• _テキスト本文_:
§
山岸伸の写真のキモチ
第12回:SIGMA fp Lは単焦点で使いたい
カラーモードを作品づくりに活かすポイントとデメリットを受け入れる技を披露
2021年9月3日 06:00
山岸さんといえば、OMデジタルソリューションズのミラーレスカメラOM-Dシリーズを愛用していることで知られていますが、最近はSIGMA fp Lが大のお気に入りなのだとか。撮影現場のほかにも、常に手元に置いて様々な場面で試しているそうです。同機を積極的に使う理由とはどのような点にあるのでしょうか。ポートレート撮影での使い勝手とともに語っていただきました。(編集部)
カメラの未知数を探す
写真を撮るためには、まずカメラが必要です。今やスマートフォンでも写真は撮れますし、動画だって問題なく撮れます。前回の連載では映像作品づくりについてお伝えしましたが、今後はスマートフォンだけで収録するという方法も試してみようと考えているほど、近年の性能向上は目を見張るものがあります。このあたりの事情は読者の皆さんのほうが詳しいくらいでしょう。でも、カメラでしか撮れない表現の世界は、まだまだ未知数。特にミラーレス時代になって、より出来ることも広がりました。今回はそんな未知数の表現世界を探す試みから、いくつかの成果を紹介してみたいと思います。
なぜSIGMA fpシリーズを選んだのか
これまでの連載でもお伝えしてきたように、僕は様々なメーカーのカメラを現場に持ち込んで状況に応じて使い分けるスタイルで撮影を進めています。もちろんOMデジタルソリューションズのカメラがメインであることに変わりはありませんし、これらでなければ撮れないシーンもまだ沢山あります。ライフワークにしている「瞬間の顔」シリーズも、OM-Dで通すと決めていますから、まだまだ活躍してもらわねばなりません。
仕事でのカメラの使い分けは前回もお伝えしたように、静止画の撮影ではOM-DシリーズとキヤノンEOS R5が現在のメインです。動画はソニーのカメラがメイン。α1とα7R IVで撮影をしています。そんな中でSIGMA fpシリーズが仲間入りしたわけですが、僕は本機を静止画の撮影で使用しています。
長くなりましたが、僕がSIGMA fpシリーズを愛用している理由は「コンパクト」だから。もちろん、色や画質の良さも理由の一端ですが、今「写真が変わる」という実感をもって使っています。
シグマではfpシリーズを「ポケッタブル」と表現していますが、確かに35mm判フルサイズセンサーを搭載しているカメラであるとは思えないくらいコンパクトです。実際にポケットに入るかっていうと、そういうわけではありませんが、僕の事務所にある機材の中ではダントツに小さいカメラです。
ですから常に脇に置いておけますし、サッと掴んで撮影に行くこともできます。そんな取り回しの良さも気に入っているポイント。もちろん、35mm判センサー機ですから、ダイナミックレンジも広いですし画質も十分。トータルで考えて、すごく使いやすく仕上がっているな、というのが短期間ながら使い続けてきた僕の感想です。
こだわりたい「色」に出会えるカメラ
撮影を繰り返す中で「ここはSIGMA fpシリーズで撮りたい」という場面が出てくるようになりました。
§
領域アノテーションの記録:
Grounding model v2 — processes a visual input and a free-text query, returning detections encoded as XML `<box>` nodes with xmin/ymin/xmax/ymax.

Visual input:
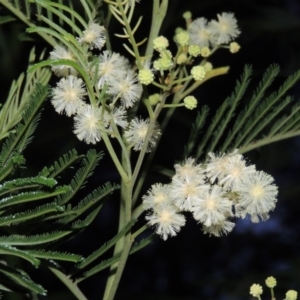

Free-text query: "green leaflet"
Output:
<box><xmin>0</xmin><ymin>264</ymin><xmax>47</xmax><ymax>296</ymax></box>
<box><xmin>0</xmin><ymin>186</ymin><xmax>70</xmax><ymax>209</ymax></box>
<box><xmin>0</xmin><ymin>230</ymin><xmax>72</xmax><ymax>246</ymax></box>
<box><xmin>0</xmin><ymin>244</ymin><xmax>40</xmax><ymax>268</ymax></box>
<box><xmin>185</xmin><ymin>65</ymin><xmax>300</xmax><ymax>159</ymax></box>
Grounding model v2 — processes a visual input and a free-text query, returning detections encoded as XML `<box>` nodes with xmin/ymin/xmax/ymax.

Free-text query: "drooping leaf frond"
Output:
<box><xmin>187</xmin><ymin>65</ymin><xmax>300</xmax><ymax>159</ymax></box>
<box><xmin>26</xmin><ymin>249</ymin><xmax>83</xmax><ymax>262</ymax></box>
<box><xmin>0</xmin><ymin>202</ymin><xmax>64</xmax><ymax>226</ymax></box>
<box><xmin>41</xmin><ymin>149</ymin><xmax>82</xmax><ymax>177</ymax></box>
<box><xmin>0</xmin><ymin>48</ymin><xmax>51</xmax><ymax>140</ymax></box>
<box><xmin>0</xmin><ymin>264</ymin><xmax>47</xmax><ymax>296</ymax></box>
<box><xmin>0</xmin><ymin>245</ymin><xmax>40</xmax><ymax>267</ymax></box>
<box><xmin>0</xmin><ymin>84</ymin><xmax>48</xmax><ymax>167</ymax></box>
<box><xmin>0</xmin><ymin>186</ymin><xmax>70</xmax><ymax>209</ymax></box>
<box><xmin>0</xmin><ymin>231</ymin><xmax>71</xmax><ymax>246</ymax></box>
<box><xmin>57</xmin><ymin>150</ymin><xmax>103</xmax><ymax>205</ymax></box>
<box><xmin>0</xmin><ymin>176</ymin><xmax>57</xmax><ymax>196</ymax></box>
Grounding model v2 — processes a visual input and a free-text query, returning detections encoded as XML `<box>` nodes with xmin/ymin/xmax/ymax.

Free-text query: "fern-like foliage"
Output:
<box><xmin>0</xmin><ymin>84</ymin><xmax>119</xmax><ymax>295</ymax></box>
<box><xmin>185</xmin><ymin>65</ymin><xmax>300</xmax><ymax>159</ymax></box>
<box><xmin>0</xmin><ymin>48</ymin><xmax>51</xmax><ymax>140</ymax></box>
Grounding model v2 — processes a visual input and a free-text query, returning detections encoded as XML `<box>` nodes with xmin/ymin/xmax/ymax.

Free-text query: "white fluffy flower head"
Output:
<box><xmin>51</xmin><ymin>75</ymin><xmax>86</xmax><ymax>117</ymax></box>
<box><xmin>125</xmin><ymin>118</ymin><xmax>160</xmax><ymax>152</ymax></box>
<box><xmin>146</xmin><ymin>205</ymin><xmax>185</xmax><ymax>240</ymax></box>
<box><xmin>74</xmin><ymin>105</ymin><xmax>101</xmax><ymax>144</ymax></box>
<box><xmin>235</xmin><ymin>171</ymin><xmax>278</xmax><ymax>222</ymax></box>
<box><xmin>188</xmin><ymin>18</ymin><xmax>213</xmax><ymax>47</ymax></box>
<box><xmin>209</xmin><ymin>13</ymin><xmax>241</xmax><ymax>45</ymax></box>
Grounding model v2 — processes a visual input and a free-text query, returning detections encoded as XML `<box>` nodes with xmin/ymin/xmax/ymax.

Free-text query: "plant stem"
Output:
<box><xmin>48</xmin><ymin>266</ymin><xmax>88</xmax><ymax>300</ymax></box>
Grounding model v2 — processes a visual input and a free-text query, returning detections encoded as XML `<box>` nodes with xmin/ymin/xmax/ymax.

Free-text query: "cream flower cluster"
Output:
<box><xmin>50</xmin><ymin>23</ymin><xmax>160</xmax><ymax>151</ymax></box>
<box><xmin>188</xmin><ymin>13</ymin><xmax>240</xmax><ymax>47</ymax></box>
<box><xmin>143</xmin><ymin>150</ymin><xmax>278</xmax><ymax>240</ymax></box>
§
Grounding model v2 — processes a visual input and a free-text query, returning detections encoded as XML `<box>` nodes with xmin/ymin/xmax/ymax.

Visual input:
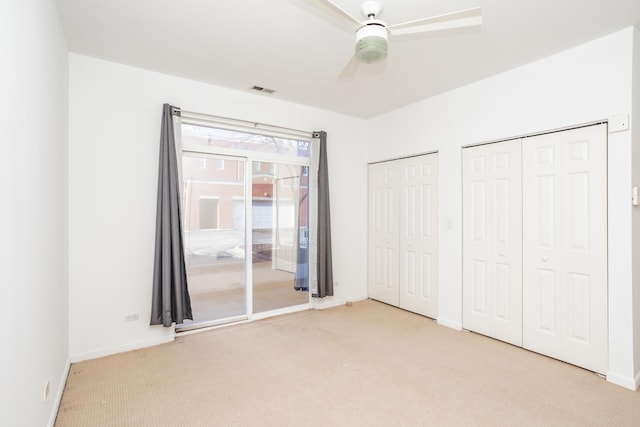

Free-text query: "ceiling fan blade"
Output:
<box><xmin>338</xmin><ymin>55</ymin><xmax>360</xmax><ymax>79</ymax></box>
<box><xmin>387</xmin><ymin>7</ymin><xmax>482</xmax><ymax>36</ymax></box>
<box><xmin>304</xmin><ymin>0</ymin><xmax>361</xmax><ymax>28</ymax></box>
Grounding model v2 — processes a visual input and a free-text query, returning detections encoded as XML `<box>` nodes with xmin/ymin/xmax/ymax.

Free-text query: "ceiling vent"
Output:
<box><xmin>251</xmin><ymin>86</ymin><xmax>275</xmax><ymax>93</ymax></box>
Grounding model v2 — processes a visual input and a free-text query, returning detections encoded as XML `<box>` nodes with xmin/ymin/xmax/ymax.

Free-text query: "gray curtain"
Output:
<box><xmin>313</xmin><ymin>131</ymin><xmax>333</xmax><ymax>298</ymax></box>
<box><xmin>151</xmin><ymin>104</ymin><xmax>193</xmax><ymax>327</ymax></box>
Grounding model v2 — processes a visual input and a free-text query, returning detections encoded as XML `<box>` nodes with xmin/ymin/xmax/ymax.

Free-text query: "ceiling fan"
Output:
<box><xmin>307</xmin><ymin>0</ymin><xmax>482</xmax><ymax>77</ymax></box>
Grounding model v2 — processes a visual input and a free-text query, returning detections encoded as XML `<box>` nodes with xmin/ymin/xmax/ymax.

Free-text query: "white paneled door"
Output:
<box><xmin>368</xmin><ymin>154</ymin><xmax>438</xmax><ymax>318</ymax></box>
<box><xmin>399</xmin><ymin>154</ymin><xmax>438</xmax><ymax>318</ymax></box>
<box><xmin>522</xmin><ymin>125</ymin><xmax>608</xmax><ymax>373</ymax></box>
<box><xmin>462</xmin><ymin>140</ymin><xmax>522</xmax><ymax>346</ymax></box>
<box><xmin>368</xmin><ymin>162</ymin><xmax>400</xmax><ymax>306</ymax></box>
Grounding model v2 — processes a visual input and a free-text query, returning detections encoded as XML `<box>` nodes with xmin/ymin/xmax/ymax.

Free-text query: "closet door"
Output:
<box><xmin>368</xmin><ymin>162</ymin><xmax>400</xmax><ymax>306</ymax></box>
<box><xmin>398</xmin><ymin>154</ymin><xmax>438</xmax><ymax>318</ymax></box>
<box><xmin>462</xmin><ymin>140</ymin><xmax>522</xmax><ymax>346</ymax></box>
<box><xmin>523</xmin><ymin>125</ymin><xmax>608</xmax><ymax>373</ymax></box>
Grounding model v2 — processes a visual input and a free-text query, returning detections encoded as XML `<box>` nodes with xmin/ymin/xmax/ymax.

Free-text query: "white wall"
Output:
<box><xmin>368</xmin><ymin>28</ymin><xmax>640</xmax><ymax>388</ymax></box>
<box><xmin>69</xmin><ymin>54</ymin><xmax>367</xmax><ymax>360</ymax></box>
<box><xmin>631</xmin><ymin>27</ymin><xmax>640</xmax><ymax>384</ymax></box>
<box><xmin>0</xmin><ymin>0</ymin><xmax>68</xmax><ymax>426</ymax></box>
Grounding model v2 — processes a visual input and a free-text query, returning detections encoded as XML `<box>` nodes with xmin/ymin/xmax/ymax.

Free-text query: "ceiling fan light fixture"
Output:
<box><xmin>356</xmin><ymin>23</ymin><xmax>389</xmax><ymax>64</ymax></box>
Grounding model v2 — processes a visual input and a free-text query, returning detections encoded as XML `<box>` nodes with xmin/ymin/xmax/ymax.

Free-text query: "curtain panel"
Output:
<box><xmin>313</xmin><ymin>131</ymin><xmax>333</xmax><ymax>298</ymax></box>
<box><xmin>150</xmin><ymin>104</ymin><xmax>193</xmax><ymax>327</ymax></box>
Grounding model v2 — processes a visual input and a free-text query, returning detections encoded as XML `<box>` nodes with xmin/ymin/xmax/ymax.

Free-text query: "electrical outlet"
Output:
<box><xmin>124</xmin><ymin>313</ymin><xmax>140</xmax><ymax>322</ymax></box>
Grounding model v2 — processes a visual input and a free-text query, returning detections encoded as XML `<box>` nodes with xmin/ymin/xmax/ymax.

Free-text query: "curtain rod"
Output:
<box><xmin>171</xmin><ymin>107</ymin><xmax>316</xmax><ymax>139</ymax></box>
§
SIGMA fpの記事のうち、「シグマではfpシリーズを「ポ」から「使い続けてきた僕の感想です。」までの部分をすべて一字一句変えずに書き写してください。

シグマではfpシリーズを「ポケッタブル」と表現していますが、確かに35mm判フルサイズセンサーを搭載しているカメラであるとは思えないくらいコンパクトです。実際にポケットに入るかっていうと、そういうわけではありませんが、僕の事務所にある機材の中ではダントツに小さいカメラです。
ですから常に脇に置いておけますし、サッと掴んで撮影に行くこともできます。そんな取り回しの良さも気に入っているポイント。もちろん、35mm判センサー機ですから、ダイナミックレンジも広いですし画質も十分。トータルで考えて、すごく使いやすく仕上がっているな、というのが短期間ながら使い続けてきた僕の感想です。